* **PROBLEM**:
Repeat the listing below word for word, from the line containing "Target: tall tree" through the end of the listing, both ends included.

--------

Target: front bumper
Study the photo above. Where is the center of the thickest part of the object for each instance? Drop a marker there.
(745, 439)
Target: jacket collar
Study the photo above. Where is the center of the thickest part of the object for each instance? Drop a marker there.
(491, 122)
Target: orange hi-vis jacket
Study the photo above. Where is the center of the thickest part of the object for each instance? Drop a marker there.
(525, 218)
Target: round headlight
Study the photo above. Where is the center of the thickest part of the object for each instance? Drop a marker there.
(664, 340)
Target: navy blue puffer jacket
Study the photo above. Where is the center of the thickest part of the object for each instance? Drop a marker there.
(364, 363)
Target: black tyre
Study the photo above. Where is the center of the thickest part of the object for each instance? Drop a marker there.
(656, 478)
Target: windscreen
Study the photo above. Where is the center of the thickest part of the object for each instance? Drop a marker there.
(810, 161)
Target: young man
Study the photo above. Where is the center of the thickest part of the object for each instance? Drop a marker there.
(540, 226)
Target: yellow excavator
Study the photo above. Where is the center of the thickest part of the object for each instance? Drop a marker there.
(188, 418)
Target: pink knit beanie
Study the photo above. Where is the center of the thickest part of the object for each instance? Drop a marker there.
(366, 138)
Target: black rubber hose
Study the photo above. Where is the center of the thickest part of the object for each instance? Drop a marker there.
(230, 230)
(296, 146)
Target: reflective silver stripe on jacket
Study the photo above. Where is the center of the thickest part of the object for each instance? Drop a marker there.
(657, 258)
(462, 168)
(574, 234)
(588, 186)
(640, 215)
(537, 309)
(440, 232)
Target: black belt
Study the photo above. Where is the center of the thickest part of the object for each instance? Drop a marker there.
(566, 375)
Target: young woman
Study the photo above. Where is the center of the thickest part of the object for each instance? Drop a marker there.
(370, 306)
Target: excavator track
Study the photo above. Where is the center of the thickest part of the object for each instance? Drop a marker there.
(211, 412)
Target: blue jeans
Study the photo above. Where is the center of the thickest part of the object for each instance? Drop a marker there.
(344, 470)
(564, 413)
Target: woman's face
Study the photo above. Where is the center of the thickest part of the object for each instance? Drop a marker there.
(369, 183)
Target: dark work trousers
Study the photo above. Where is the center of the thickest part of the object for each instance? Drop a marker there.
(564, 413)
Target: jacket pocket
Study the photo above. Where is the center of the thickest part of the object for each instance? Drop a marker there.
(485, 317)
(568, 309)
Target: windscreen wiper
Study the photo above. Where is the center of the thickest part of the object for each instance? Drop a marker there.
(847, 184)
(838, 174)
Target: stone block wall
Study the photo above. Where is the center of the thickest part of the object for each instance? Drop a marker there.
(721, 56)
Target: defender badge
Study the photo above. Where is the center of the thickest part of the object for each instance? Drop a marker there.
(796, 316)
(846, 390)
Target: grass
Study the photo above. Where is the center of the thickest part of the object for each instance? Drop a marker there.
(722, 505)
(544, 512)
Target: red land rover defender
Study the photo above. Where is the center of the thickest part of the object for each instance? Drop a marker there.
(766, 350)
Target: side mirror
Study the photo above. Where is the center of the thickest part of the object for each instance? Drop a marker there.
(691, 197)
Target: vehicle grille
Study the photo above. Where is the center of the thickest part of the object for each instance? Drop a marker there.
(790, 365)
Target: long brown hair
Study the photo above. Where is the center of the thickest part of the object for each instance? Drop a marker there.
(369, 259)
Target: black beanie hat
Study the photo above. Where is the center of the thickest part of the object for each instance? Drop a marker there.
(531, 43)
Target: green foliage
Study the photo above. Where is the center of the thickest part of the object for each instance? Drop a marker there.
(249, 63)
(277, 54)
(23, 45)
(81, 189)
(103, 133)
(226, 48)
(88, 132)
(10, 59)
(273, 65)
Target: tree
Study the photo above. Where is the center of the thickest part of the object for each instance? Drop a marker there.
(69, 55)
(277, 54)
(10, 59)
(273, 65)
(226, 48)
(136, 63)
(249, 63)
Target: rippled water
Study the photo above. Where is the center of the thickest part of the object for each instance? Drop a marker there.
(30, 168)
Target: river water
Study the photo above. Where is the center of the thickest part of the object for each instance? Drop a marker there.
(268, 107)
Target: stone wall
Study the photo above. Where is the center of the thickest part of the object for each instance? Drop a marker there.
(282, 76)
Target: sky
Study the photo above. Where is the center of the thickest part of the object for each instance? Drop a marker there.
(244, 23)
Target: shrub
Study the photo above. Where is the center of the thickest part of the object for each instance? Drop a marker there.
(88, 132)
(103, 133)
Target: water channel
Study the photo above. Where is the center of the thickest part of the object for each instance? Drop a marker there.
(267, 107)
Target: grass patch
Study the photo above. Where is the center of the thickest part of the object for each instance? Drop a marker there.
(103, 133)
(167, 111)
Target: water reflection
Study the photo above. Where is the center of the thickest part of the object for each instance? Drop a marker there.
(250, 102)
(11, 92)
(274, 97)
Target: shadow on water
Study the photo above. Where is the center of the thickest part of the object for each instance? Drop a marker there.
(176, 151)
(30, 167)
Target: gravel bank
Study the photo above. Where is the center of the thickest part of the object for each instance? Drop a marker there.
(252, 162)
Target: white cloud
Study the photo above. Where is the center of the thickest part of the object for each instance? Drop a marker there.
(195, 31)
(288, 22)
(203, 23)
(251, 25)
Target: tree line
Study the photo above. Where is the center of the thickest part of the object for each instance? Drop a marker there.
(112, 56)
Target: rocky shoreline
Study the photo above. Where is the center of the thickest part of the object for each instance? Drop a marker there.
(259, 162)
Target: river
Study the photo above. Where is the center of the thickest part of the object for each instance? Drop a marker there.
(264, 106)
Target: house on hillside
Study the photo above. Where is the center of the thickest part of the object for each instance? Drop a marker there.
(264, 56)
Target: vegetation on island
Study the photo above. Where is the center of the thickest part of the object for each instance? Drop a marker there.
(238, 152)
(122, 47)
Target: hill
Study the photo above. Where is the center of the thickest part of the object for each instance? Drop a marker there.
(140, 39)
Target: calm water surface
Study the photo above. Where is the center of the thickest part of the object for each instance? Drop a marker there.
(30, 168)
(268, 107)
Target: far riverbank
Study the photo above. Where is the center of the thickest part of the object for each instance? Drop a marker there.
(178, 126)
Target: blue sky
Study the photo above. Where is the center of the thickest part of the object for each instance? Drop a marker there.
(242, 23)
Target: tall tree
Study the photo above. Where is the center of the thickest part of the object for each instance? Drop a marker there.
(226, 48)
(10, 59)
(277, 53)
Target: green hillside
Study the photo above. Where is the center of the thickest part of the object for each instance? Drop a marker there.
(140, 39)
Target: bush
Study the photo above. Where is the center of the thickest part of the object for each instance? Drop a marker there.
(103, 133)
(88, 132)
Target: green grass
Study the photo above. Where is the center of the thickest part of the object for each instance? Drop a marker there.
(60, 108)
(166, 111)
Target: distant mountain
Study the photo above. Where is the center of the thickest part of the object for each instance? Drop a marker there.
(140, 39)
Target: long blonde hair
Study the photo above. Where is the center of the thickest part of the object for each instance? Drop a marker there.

--------

* **PROBLEM SOLUTION**:
Target: tall tree
Study the photo above. Where is the center of the thickest part of the object for each instance? Drop a marker there.
(226, 48)
(10, 59)
(277, 53)
Target: green hillside
Study the photo above. Where is the center of the thickest part of the object for each instance? Drop a marker there.
(140, 39)
Target: bush
Study the photo above. Where is the center of the thickest part of the object for each instance? Drop a marker there.
(103, 133)
(88, 132)
Target: green grass
Study the photo above. Where is the center of the thickest part of the object for each instance? Drop a marker there.
(60, 108)
(166, 111)
Target: distant mountain
Study the photo above. Where is the center of the thickest part of the object for each instance? Drop a marker there.
(140, 39)
Target: long blonde hair
Study the photo above. Where is the center of the thickest part of the object for each instance? Drop a marker there.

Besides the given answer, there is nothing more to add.